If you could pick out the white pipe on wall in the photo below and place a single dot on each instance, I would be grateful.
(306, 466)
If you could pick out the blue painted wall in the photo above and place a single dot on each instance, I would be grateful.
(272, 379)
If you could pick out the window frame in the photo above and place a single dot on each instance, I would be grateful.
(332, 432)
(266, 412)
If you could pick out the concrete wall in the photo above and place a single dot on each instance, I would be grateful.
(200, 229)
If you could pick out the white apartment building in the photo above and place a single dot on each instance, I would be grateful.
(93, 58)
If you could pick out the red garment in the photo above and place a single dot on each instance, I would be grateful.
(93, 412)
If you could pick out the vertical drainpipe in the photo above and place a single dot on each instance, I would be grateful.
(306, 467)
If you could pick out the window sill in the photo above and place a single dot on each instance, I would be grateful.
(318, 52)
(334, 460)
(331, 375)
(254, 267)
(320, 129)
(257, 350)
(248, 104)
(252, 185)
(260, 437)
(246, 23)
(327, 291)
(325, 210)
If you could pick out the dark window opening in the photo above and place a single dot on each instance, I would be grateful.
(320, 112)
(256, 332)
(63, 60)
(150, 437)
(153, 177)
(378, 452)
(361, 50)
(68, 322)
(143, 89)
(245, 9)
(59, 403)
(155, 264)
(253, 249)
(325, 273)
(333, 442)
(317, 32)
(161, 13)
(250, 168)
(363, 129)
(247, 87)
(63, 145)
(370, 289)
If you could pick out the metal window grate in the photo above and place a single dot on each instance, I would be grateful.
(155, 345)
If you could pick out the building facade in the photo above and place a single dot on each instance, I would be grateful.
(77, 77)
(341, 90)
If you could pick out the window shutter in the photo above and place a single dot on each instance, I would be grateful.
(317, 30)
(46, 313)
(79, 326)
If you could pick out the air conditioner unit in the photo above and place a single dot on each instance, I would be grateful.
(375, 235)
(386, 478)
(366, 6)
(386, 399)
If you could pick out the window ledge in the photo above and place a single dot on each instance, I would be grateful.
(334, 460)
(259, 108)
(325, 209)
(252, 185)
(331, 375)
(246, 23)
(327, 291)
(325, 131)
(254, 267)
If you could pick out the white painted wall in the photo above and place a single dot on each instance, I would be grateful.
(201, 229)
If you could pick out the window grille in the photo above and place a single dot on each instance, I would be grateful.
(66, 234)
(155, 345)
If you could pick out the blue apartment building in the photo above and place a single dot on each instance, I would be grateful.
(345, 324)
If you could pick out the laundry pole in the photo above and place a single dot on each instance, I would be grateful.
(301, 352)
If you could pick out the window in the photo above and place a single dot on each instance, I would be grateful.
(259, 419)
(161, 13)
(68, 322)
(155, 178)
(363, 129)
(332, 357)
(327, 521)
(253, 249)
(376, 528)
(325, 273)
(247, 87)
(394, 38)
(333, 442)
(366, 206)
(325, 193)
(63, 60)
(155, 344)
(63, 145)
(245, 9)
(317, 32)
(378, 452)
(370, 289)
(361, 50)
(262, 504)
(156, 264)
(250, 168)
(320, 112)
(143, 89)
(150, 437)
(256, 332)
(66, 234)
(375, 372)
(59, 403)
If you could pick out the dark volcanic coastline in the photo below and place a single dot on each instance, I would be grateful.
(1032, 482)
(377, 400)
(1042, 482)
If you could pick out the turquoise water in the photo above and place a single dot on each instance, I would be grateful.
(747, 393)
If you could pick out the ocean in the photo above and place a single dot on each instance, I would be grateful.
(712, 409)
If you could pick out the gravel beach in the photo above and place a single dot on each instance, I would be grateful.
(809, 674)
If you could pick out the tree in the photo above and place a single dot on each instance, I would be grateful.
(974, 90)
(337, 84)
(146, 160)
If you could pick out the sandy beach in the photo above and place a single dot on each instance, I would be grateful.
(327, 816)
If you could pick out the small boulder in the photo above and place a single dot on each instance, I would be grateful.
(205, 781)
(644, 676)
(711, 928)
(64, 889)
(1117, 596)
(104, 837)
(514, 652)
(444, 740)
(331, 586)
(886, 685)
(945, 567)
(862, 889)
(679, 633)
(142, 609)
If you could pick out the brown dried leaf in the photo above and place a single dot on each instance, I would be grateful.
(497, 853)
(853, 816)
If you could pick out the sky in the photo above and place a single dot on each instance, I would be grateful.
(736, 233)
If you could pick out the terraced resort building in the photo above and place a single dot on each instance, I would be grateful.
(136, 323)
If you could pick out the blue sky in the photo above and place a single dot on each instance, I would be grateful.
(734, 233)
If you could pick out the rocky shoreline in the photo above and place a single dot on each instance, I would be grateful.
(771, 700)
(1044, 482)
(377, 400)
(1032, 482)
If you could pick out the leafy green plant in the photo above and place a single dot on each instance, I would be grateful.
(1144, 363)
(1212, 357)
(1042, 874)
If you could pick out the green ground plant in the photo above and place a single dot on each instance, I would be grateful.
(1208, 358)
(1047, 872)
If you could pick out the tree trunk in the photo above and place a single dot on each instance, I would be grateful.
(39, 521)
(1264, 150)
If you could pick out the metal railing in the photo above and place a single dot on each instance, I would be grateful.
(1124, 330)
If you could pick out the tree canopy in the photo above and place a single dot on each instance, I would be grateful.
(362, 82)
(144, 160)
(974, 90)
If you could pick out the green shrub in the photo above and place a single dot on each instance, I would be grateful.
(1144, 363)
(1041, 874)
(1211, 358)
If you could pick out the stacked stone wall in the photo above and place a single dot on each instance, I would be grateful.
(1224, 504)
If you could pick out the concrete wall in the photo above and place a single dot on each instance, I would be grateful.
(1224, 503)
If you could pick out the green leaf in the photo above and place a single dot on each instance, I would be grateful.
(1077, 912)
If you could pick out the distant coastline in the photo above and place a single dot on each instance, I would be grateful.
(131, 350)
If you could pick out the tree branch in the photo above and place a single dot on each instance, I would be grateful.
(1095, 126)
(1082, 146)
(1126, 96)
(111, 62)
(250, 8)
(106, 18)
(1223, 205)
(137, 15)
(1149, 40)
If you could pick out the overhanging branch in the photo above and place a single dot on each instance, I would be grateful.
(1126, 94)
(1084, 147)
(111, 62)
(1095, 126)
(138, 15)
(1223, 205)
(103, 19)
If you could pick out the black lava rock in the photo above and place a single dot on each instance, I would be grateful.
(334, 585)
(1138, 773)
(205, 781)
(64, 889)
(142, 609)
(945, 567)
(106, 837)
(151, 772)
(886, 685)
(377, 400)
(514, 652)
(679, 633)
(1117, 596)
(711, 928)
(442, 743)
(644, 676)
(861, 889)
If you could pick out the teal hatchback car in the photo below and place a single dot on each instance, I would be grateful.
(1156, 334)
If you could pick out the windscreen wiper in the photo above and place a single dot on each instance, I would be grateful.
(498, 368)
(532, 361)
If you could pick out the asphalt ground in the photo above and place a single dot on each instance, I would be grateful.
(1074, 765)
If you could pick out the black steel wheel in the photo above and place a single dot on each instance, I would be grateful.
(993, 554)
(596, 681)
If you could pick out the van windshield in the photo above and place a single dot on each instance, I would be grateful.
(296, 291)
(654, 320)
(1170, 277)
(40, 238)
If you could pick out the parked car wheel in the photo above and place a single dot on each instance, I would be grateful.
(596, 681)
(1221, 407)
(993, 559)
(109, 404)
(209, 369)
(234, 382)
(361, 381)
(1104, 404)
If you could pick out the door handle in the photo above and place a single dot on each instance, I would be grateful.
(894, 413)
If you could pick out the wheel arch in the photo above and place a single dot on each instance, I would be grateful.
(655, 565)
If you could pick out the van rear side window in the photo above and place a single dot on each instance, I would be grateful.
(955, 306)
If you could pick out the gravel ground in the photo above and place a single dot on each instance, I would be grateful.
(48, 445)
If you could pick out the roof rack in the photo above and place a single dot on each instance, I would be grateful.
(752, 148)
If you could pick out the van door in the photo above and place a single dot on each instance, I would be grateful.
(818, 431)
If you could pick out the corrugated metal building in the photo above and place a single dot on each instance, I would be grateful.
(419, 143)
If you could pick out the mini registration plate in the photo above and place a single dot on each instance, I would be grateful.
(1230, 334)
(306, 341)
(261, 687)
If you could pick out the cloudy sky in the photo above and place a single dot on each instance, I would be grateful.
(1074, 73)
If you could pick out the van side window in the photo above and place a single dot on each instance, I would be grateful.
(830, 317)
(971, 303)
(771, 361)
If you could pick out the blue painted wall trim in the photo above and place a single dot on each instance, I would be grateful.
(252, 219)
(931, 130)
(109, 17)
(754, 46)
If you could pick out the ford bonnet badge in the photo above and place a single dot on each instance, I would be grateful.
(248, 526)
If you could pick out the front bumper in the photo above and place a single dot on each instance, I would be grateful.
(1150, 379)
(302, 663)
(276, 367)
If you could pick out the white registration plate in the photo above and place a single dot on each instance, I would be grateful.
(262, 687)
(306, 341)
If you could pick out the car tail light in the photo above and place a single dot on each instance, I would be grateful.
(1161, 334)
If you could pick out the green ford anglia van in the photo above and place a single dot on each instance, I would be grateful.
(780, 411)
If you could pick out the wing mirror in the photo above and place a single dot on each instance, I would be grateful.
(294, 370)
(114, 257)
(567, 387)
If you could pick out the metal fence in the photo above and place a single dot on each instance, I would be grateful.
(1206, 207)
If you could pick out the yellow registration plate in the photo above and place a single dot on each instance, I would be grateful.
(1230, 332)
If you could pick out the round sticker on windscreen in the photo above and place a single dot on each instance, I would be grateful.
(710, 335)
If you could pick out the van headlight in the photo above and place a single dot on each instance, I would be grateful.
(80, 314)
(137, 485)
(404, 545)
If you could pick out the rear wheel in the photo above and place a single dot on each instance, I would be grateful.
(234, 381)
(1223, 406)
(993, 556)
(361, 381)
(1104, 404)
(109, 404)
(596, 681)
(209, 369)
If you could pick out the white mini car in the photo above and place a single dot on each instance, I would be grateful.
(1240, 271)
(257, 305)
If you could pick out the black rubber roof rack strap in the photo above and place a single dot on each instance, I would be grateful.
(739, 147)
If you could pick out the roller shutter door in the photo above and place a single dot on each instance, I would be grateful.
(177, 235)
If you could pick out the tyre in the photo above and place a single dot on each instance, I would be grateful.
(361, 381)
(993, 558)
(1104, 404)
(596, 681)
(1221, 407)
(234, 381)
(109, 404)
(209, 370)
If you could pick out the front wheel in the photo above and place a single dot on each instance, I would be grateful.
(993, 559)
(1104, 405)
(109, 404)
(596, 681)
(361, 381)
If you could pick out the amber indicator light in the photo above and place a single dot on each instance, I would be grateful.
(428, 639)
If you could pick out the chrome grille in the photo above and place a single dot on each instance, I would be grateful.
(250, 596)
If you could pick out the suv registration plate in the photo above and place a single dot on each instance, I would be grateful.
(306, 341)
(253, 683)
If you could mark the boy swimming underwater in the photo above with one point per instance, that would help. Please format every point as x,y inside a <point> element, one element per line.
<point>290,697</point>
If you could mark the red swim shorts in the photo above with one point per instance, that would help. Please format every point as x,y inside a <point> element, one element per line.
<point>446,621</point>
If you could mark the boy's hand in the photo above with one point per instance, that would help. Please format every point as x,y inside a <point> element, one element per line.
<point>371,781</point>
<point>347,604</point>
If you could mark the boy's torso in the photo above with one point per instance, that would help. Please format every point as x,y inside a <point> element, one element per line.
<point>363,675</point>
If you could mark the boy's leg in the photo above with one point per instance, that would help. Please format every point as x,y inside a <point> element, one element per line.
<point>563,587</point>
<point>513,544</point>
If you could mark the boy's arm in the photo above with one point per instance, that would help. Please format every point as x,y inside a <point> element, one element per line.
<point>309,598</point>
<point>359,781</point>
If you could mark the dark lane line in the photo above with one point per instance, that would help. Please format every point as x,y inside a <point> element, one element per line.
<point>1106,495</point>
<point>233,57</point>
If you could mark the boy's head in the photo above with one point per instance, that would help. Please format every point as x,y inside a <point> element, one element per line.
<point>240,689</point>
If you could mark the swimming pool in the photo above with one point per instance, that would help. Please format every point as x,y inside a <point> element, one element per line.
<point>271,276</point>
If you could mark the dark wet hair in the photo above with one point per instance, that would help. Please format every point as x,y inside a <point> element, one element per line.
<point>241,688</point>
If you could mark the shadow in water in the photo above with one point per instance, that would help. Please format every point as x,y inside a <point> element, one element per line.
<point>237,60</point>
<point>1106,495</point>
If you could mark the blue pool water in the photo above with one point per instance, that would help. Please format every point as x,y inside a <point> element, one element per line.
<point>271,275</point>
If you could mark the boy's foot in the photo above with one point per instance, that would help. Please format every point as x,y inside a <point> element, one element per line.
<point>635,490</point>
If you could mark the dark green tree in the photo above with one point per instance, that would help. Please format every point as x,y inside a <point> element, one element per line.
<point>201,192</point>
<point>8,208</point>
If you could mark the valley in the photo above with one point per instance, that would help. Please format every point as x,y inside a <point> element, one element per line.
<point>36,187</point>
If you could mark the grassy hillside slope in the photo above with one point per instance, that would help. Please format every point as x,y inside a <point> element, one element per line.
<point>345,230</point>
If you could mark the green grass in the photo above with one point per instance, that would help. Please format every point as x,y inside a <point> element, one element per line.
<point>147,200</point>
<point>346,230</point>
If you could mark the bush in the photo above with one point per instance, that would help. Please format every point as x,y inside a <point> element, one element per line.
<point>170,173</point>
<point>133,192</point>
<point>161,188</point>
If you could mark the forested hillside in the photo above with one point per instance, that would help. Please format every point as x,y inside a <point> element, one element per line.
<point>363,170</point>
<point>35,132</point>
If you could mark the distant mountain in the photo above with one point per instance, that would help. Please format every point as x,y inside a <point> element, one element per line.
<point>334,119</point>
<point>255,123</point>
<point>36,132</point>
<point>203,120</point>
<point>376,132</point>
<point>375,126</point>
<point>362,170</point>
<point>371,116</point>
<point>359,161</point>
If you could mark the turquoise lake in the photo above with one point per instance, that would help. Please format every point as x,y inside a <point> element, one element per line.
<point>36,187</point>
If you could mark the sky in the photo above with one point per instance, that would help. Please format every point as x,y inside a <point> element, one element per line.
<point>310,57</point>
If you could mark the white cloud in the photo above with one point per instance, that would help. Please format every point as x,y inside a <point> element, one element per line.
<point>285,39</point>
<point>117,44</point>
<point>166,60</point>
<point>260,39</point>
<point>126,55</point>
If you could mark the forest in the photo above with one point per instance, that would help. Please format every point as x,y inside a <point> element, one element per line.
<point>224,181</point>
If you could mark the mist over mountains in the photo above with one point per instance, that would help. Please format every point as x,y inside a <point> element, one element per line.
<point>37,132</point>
◇ ◇ ◇
> _Directions_:
Reproduce without change every line of the entries above, from the one containing "If you could mark the turquoise" through the last.

> _Finished task_:
If you could mark the turquoise lake in the photo above with one point per instance, that would help. Please format every point as x,y inside a <point> element, one element per line.
<point>36,187</point>
If you could mark the sky in the photo above with one point per instance, that would help. Please format every point as x,y inside a <point> element, one element per line.
<point>310,57</point>
If you could mark the white cloud in the photo above with one point per instance, that would help. Please format every point as x,y inside a <point> element, one element per line.
<point>285,39</point>
<point>117,44</point>
<point>166,60</point>
<point>260,39</point>
<point>126,55</point>
If you could mark the forest in the photo above with one point per instance, that would help. Please format every point as x,y inside a <point> element, one element per line.
<point>224,181</point>
If you could mark the mist over mountains in the photo above with one point per instance, that would help. Please format every point as x,y inside a <point> element, one element per line.
<point>37,132</point>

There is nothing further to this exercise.